[start of Given data]

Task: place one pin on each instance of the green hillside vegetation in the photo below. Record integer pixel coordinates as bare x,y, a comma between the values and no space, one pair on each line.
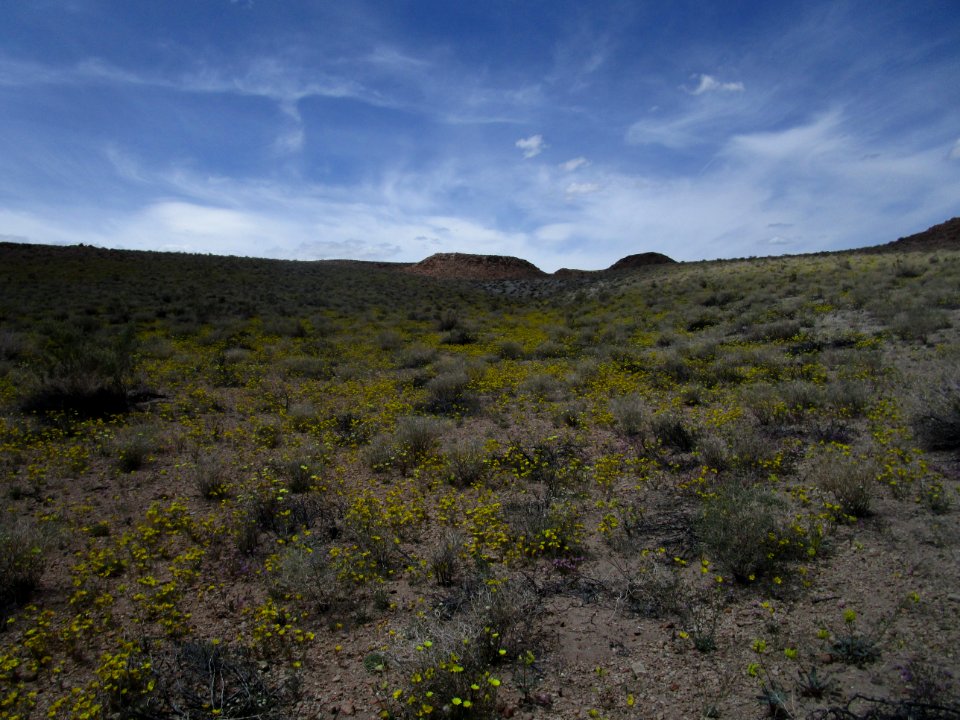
238,488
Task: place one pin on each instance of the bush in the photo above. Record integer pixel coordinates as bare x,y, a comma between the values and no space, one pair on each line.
739,528
937,425
468,463
849,478
672,430
134,453
414,438
208,679
453,653
447,392
22,562
82,373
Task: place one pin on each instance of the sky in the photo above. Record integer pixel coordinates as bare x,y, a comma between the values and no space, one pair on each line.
567,133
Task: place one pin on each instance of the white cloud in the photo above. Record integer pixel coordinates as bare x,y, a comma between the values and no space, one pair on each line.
823,136
531,146
582,188
708,83
575,163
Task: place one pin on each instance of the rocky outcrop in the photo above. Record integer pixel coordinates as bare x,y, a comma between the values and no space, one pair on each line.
945,236
631,262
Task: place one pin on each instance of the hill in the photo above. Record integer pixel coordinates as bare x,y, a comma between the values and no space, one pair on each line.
476,267
945,236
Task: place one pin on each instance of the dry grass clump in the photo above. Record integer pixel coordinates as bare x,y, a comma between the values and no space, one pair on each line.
937,423
739,527
849,478
631,414
23,558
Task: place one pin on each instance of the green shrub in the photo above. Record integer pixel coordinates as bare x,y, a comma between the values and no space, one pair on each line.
23,550
673,431
82,372
851,479
468,463
739,528
134,452
447,393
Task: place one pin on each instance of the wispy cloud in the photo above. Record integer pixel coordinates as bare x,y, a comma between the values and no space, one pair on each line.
531,146
574,164
708,83
582,188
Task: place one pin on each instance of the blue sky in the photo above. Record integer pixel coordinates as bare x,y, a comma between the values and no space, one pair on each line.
567,133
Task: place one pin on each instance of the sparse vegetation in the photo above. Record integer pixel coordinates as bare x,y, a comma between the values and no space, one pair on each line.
236,495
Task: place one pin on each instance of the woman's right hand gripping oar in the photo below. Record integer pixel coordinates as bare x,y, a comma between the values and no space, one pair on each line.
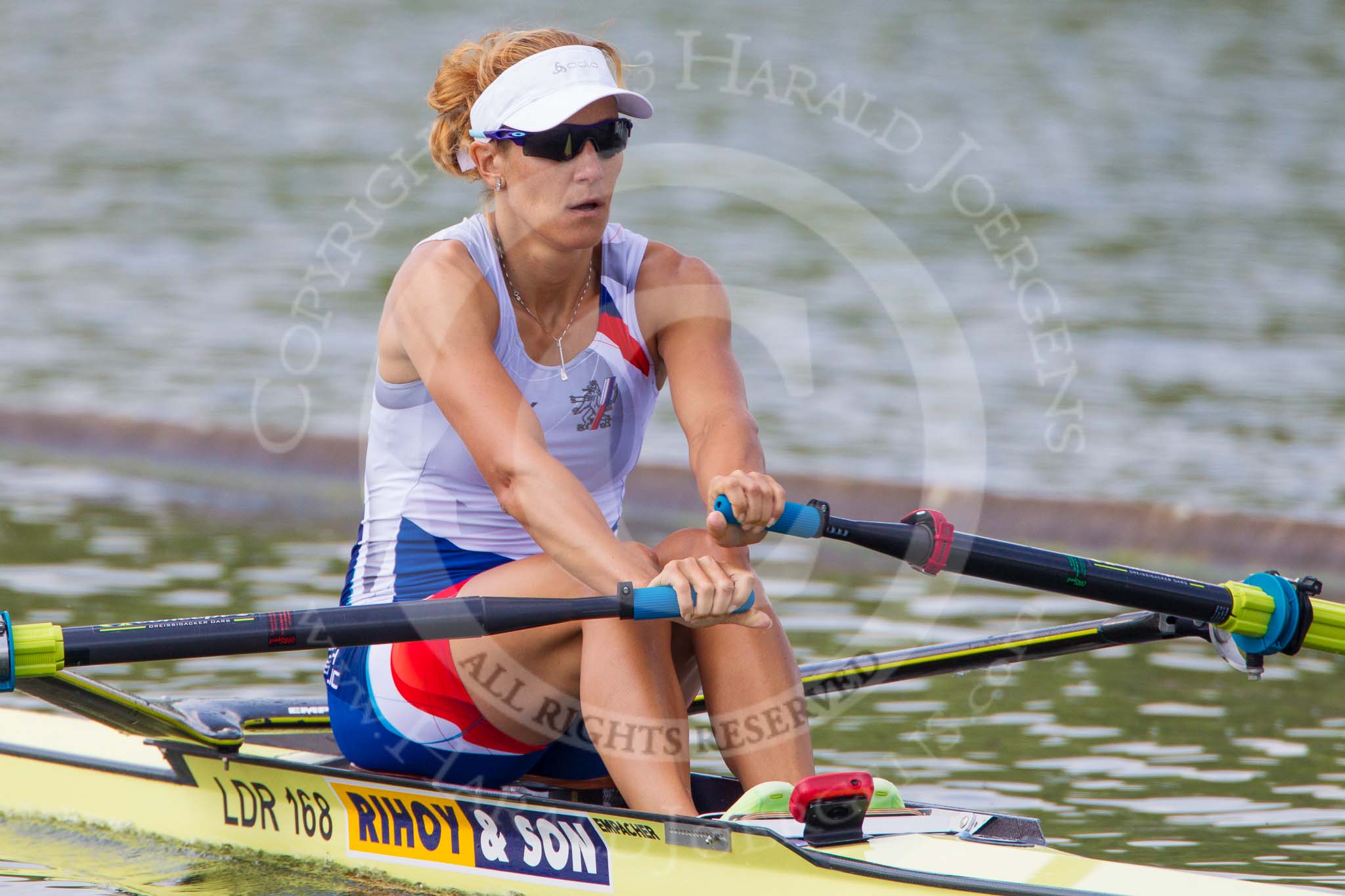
709,591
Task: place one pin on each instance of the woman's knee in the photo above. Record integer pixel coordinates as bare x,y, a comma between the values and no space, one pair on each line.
695,543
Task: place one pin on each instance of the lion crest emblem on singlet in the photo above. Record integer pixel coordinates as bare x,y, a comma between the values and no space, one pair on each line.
594,406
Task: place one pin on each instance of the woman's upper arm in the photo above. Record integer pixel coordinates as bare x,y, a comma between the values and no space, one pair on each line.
445,320
689,312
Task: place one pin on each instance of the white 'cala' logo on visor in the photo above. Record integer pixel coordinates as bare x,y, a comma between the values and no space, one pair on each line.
565,66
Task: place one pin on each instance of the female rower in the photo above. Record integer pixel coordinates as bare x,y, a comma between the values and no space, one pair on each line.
519,355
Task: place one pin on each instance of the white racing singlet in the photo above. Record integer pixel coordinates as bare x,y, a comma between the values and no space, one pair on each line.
430,517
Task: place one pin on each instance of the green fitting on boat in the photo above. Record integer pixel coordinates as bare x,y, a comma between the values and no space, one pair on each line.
1252,609
1328,629
39,649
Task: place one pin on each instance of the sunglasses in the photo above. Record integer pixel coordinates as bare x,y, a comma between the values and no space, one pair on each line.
565,141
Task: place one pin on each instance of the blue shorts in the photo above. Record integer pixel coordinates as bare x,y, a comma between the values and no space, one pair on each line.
403,708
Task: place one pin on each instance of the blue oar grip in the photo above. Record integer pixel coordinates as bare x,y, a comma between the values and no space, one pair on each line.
797,519
659,602
7,661
1283,621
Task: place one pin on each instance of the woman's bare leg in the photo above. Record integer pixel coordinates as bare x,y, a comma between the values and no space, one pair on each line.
621,675
632,683
751,683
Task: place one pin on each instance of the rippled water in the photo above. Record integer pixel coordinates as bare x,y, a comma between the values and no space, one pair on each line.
171,174
1153,754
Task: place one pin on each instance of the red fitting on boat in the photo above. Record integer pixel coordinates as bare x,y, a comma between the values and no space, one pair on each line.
942,534
833,790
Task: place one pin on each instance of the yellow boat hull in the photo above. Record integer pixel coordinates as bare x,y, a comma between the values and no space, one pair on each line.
304,805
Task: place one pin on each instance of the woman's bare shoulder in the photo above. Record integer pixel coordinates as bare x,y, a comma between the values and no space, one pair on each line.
666,267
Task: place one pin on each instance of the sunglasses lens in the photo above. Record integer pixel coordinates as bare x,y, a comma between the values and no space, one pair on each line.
565,141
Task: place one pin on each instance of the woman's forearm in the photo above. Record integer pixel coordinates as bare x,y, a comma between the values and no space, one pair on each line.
730,444
563,517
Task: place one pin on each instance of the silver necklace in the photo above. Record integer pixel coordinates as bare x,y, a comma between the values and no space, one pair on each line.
518,299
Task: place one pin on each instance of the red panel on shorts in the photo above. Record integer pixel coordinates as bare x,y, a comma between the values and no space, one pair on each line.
427,679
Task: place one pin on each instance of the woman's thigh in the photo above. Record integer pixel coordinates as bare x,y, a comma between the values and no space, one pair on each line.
527,683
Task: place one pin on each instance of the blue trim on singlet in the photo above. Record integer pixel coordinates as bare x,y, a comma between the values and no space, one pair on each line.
427,565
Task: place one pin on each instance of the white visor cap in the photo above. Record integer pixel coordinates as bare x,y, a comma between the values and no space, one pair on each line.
548,88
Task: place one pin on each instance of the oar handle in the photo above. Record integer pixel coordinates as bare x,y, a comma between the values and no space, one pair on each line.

[end of Given data]

# [Stated task]
Print every line above word for word, leaving out the pictures.

# [Task answer]
Task: place one pin on each instance of the green hillside vegetation in the photo below. Record integer pixel coordinates as bare x,y, a comma between the values and no space, one pair on each line.
238,488
Task: place one pin on each instance of the bush in the photo above. Record integer pixel coordinates as bare x,y, a comma between the values and no space, one pair on each line.
739,528
937,425
468,463
849,478
672,430
134,453
414,438
208,679
453,653
447,392
22,562
82,373
Task: place one pin on each instance of the sky in the photo above. Record integer pixel coordinates as bare x,y, a comma between the values and no space, one pair on each line.
567,133
Task: place one pin on each instance of the white cloud in the photo above. Record integer pixel coordinates as bare x,y, a comma between the values and no space, one pair on each line.
823,136
531,146
582,188
708,83
575,163
Task: place one pin on each instance of the rocky outcrop in the photo above. Record integer pixel coordinates as bare x,y, a comma between the values and no space, one pair on each line.
945,236
631,262
Task: place one pin on each instance of the hill in the photo above. Record integer pixel coordinates as bare x,y, a comma between the values and no space, one pair on each line.
476,267
945,236
Task: place one pin on each instance of the dry grass clump in the photo above. Record integer pixel coordinates as bare x,y, a comma between the values and no space, one pair on each line.
937,423
739,527
849,478
631,414
23,558
Task: place one pin on each instance of the green shrub in the photo above. Record integer pixel coordinates as bare x,y, a comma between the values and no space, one pair on each line.
23,550
673,431
82,372
851,479
468,463
739,528
134,452
447,393
Task: place one pin on each instance of the wispy cloud in the photo above. Record integer pixel coordinates as bare x,y, a comma between the values and no space, one pair on each line.
531,146
574,164
708,83
582,188
Task: place one pin on each instance of the blue sky in the photo above. Record integer pixel coordinates as bare x,y, a comma between the values and no space, one pair on each line.
567,133
Task: place one pin on each instance of the sparse vegetation in the photo above. Record integer pixel coordinates as bare x,y, a comma between the values and no space, one pair on each line.
236,495
Task: place one pin on each instance of the woman's right hand gripping oar in the photo below. Record integer pixel coordinates as bare x,y, a comma between the values and no space, one pair on each line.
709,591
Task: place one pin on each instance of the woman's knee in the photo above. Record integer pixel coordinates as bare x,y, a comma between the values and no space, one pair on each line.
695,543
Task: place one pin on each instance of the lion crest emblem on singlet in the photo above. Record integer pixel coordinates as bare x,y, a comma between the values and no space, one pair on each line.
594,406
Task: place one pin on each instance of the woman's upper arm in the photo above. Record integer pixel coordinates as bare x,y, a comma between the values and no space, one pair on each line.
445,320
689,312
Task: place one pin on each instance of the white 'cala' logo on visor in the photo above. Record integer pixel coordinates as bare x,y, a comma between the values and no space, one pair on each line.
565,66
Task: place one pin on each instance of the female rower in the photo above. Record integer pixel coordinates as bare x,y, a comma between the values and no space, one pair on each line.
519,355
Task: place one pin on each instance of the white racing singlet in the photo above. Record integer pixel coordinates as bare x,y, a comma between the values and no space, one pair on each line.
430,517
Task: place one pin on each instance of the green fitting on boat in the photo above. Record integer pixel coordinates as bare x,y, a comma between the values and no space, one pair on each line.
1252,609
1328,629
39,649
Task: place one pin on each instance of the sunglasses in the photo above. Record integer pixel coordinates as bare x,y, a comma between the values and no space, one pair on each line.
565,141
Task: place one pin on each instance of the blue shorts in the photo above. Record integer pixel coordinates as bare x,y, a comma between the values and no space, one pair on each line.
403,708
Task: place one pin on each instance of the blue oar grip in the photo above. Record integer pixel coordinates as bare x,y, a comma between the values and no space, one pair on each line.
797,519
659,602
7,661
1283,621
Task: place one pin on each instance of the woman's bare leg in the photo above. Record integer pixel coordinates as bare x,y, a comma between the values and no space, one pair on each line.
621,675
632,683
751,683
Task: place one pin on each instance of the rippled water in the photo above. Record integer pixel coordinates as bare x,y, a comma between the values and no space, one pair on each line.
171,174
1153,754
Task: place one pin on each instance of the red fitting on boat in the photo above. Record integer pixel coordinates as bare x,y, a comma between the values and no space, one pair on each line.
942,534
833,790
Task: place one pin on each instance of the yellow boat hull in the photo above. Record integer pixel coordinates as bare x,y, a comma between the values and no space, one pair on each line.
304,805
Task: place one pin on each instance of the woman's bare shoulder in the photo above. Record integer pixel coordinates as bare x,y, a comma between the values and no space, one pair on each line.
666,267
Task: place one pin on each instance of the sunglasses lens in the photo above. Record integer pixel coordinates as bare x,y, a comma between the values and no space, one pair on each line.
565,141
Task: place one pin on each instance of the woman's forearm in the photo above. Record integer pixel coordinates as bare x,y, a comma between the values and no space, one pair on each line.
730,444
563,517
Task: place one pin on each instance of the silver necklace in the photo above. Record integer pixel coordinates as bare x,y, a comma between the values and no space, one pair on each line.
518,299
Task: place one pin on each instance of the red panel on shorts in the photo above. Record integer pixel coordinates as bare x,y, a comma between the values and no space, one pair on each line.
427,679
Task: place one pin on each instance of the woman's thigh in the photo above. Record integer pixel coordinates as bare x,y, a comma between the values and no space, one pair on each line.
527,683
Task: place one pin on each instance of the blue trim on singlet in the photo above. Record integer pixel coordinates as bare x,y, a comma between the values and no space, one pair on each line.
427,565
Task: place one pin on each instance of the white visor cap in the photo above. Record integer pixel coordinates as bare x,y, a comma between the values and no space, one pair on each line.
548,88
Task: place one pin on each instance of the oar handle in the photo above. Record integer pixel coordinates as bare x,y, a comma between the values and no space, one pair on each line.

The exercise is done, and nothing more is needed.